-- Begin --
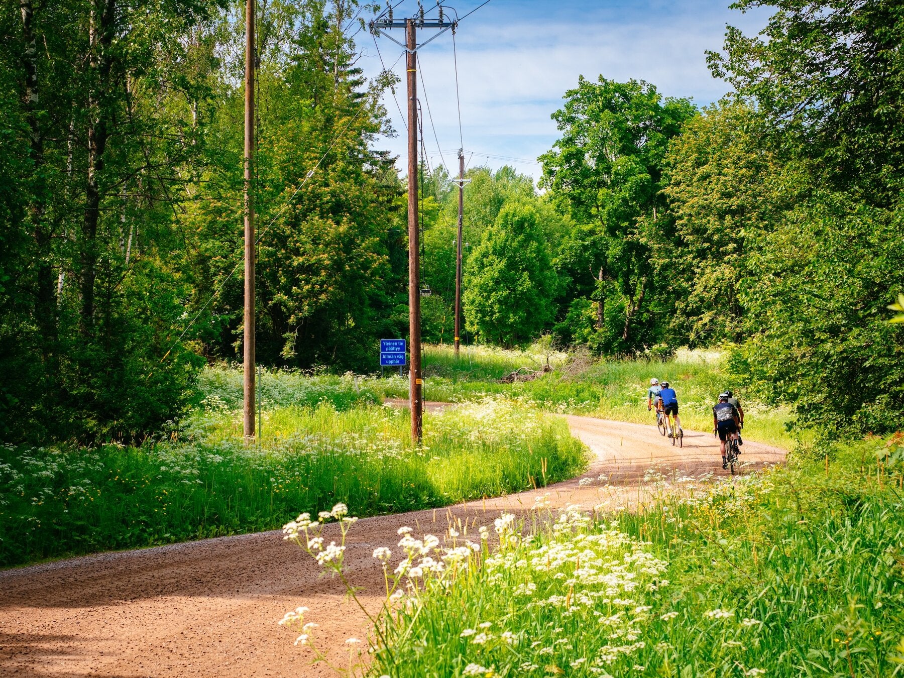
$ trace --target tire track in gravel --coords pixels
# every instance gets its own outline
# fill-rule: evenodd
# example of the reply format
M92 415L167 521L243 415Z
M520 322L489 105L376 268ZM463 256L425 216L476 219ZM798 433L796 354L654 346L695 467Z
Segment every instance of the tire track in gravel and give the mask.
M428 410L443 407L429 403ZM569 417L574 435L594 455L587 472L571 480L507 496L445 509L362 519L347 541L349 579L363 587L376 609L382 575L372 558L392 548L396 531L410 525L442 534L457 521L476 532L500 511L529 511L549 494L552 507L603 504L636 508L649 501L641 486L651 467L662 472L725 475L718 441L687 431L678 449L652 426ZM748 442L743 461L778 463L785 453ZM583 477L609 485L579 486ZM287 519L291 516L287 516ZM336 527L324 532L337 539ZM277 626L297 606L320 624L319 645L344 664L344 641L364 639L366 617L344 599L340 584L320 576L306 554L283 541L278 531L222 537L141 551L105 553L0 572L0 675L56 676L326 676L312 666L296 632ZM347 660L346 660L347 661Z

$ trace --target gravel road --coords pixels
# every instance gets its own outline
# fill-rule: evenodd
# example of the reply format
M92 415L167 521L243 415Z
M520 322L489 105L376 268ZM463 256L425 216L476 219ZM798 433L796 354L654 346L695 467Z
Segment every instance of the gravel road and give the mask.
M581 477L609 477L579 487L579 478L541 491L457 504L447 509L361 520L350 535L351 580L363 587L365 605L379 601L377 546L394 547L396 531L441 535L452 521L476 532L502 510L529 510L549 493L553 506L579 504L636 506L647 500L640 480L652 466L696 475L720 468L711 434L687 431L673 447L652 426L569 417L574 435L595 456ZM785 453L748 442L741 459L777 463ZM287 520L293 516L287 516ZM334 527L325 536L335 539ZM379 593L377 594L379 595ZM297 632L277 626L304 605L319 623L321 645L340 664L346 638L366 638L363 615L344 589L319 576L313 560L279 532L204 540L142 551L106 553L0 572L0 675L29 676L321 676Z

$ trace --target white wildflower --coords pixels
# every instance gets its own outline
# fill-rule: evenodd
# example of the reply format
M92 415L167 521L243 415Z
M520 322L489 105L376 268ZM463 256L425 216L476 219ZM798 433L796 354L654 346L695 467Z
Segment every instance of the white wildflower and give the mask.
M734 617L734 612L717 607L716 609L711 609L706 613L706 616L711 619L728 619L729 617Z
M485 666L481 666L479 664L469 664L465 667L465 670L461 672L462 675L481 675L482 673L489 673L490 669Z

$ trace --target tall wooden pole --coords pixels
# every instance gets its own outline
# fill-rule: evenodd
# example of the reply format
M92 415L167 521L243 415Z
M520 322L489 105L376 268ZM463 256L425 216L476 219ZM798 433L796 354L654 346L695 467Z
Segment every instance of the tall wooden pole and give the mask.
M455 357L461 341L461 226L465 214L465 149L458 149L458 237L455 258Z
M418 42L415 20L405 21L408 45L408 327L410 358L411 442L419 443L424 431L423 377L420 371L420 233L418 224Z
M254 5L245 5L245 442L254 439Z

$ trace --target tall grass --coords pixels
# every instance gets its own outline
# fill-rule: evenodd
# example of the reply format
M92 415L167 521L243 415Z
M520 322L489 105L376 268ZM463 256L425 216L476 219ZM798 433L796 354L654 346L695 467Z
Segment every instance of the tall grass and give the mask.
M463 349L462 357L456 362L449 348L425 349L428 364L433 362L443 366L433 376L428 370L424 380L427 400L459 402L505 395L560 413L652 424L654 419L646 410L646 390L655 377L670 381L678 392L682 425L688 429L711 430L712 406L719 393L730 390L741 400L747 438L786 448L794 447L797 440L786 426L794 419L790 410L767 407L758 401L756 394L727 372L723 356L717 351L683 350L666 363L612 360L581 367L570 365L564 354L557 354L551 361L553 370L550 373L529 381L502 383L499 379L517 367L539 369L545 358L535 352L502 352L487 347L468 350L473 353L466 360ZM404 398L408 379L389 377L372 388L387 396Z
M413 579L373 673L899 674L902 477L876 447L736 482L660 477L646 511L535 521Z
M566 423L511 401L426 415L411 448L391 408L275 408L262 445L221 401L141 447L0 447L0 564L275 529L336 502L360 515L442 506L570 477ZM545 473L545 476L544 476Z

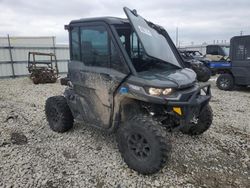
-- End --
WRITTEN INSTRUCTION: Reproduce every one of the rows above line for line, without any change, and omit the pictures from your reply.

RIGHT ANSWER:
$ trace --target tire track in gravel --coords pixels
# every instance gets its own outline
# fill-rule: evenodd
# example of the reply format
M92 415L167 521L243 415Z
M520 322L489 105L376 268ZM463 256L425 216L476 219ZM798 433L796 354L654 346L695 467Z
Segment every instance of the tire track in gravel and give the mask.
M428 410L443 407L429 403ZM569 417L574 435L594 455L587 472L571 480L507 496L445 509L362 519L347 541L349 579L363 587L376 609L382 575L372 558L392 548L396 531L410 525L442 534L457 521L476 532L500 511L529 511L549 494L552 507L603 504L636 508L649 501L641 486L651 467L662 472L725 475L718 441L687 431L678 449L652 426ZM748 442L743 461L778 463L785 453ZM583 477L609 485L579 486ZM287 519L291 516L287 516ZM336 527L324 532L337 539ZM277 626L297 606L320 624L319 645L344 664L344 641L364 639L366 617L344 599L340 584L320 576L306 554L283 541L278 531L222 537L141 551L105 553L0 572L0 675L56 676L326 676L312 666L296 632ZM347 660L346 660L347 661Z

$ trace --target gravel road --coords pixels
# every instance gets its own outline
# fill-rule: evenodd
# example of the reply format
M92 415L167 521L243 415Z
M520 322L489 105L376 268ZM463 256L425 216L476 219ZM798 433L796 354L654 346L695 467Z
Segment every instance of the gravel road and give the mask.
M581 477L609 477L579 487L579 478L541 491L457 504L447 509L361 520L350 535L351 580L363 587L365 605L379 601L377 546L394 547L396 531L441 535L452 521L476 532L502 510L529 510L549 493L553 506L579 504L636 506L647 500L640 480L652 466L696 475L720 468L711 434L687 431L673 447L652 426L569 417L574 435L595 456ZM785 453L748 442L741 459L777 463ZM287 520L293 516L287 516ZM334 527L325 536L335 539ZM379 593L377 594L379 595ZM297 632L277 626L304 605L319 623L321 645L340 664L346 638L366 638L363 615L344 589L319 576L313 560L279 532L204 540L142 551L106 553L0 572L0 675L29 676L321 676Z

$ trace --target white wildflower --coords pixels
# every instance gets its own outline
# fill-rule: evenodd
# example of the reply format
M92 415L167 521L243 415Z
M520 322L489 105L376 268ZM463 256L425 216L476 219ZM798 433L796 354L654 346L695 467Z
Segment every instance of the white wildflower and give the mask.
M734 617L734 612L717 607L716 609L711 609L706 613L706 616L711 619L728 619L729 617Z
M485 666L481 666L479 664L469 664L465 667L465 670L461 672L462 675L481 675L482 673L489 673L490 669Z

$ trace --target tall wooden pole --coords pixels
# every instance gets its own outline
# fill-rule: evenodd
# example of the reply format
M92 415L167 521L243 415Z
M520 322L489 105L376 268ZM463 256L425 216L476 219ZM798 433L796 354L654 346L695 467Z
Segment every instance of the tall wooden pole and give the mask.
M455 357L461 341L461 226L465 214L465 149L458 149L458 237L455 258Z
M418 42L415 20L405 21L408 45L408 327L410 358L411 442L419 443L424 431L423 377L420 371L420 233L418 224Z
M254 5L245 5L245 442L254 439Z

$ trace --target tall grass --coords pixels
# every instance gets its own outline
# fill-rule: evenodd
# example of the reply format
M92 415L167 521L243 415Z
M520 322L489 105L376 268ZM463 256L425 216L476 219ZM798 433L796 354L654 346L695 467Z
Segment every instance of the tall grass and give the mask.
M463 349L462 357L456 362L449 348L425 349L428 364L433 362L443 366L433 376L428 370L424 380L427 400L459 402L505 395L560 413L652 424L654 419L646 410L646 390L655 377L670 381L678 392L682 425L688 429L711 430L712 406L719 393L730 390L741 400L747 438L786 448L794 447L797 440L786 426L794 419L790 410L767 407L758 401L756 394L727 372L723 356L717 351L683 350L666 363L612 360L581 367L570 365L564 354L557 354L551 361L553 370L550 373L529 381L502 383L499 379L517 367L539 369L545 358L535 352L502 352L487 347L468 350L473 353L466 360ZM404 398L408 379L389 377L372 388L387 396Z
M413 579L373 673L899 674L902 477L876 447L736 482L660 477L646 511L535 521Z
M566 423L511 401L426 415L411 448L391 408L275 408L262 445L221 401L141 447L0 447L0 564L275 529L336 502L360 515L442 506L570 477ZM545 473L545 476L544 476Z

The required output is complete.